A word-for-word copy of the following listing is needed. Leave out its images.

**Supplied information:**
^^^^

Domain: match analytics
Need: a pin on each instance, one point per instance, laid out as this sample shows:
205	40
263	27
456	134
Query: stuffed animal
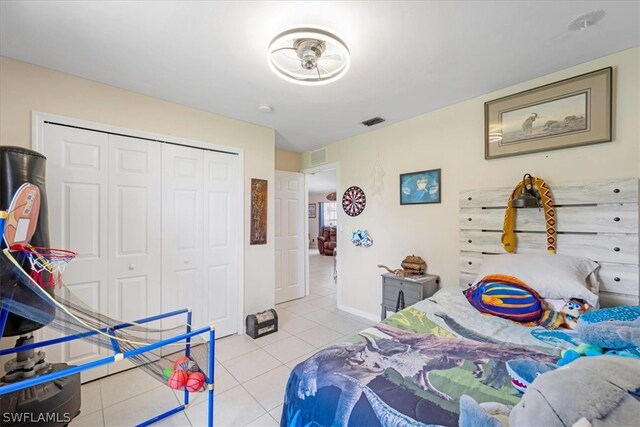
593	391
572	310
611	331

^^^^

**Task solution:**
Domain: match analytics
Need: a pin on each instance, one point per instance, laid out as this sample shows:
205	40
263	27
456	134
Query: stuffed animal
593	391
572	310
611	331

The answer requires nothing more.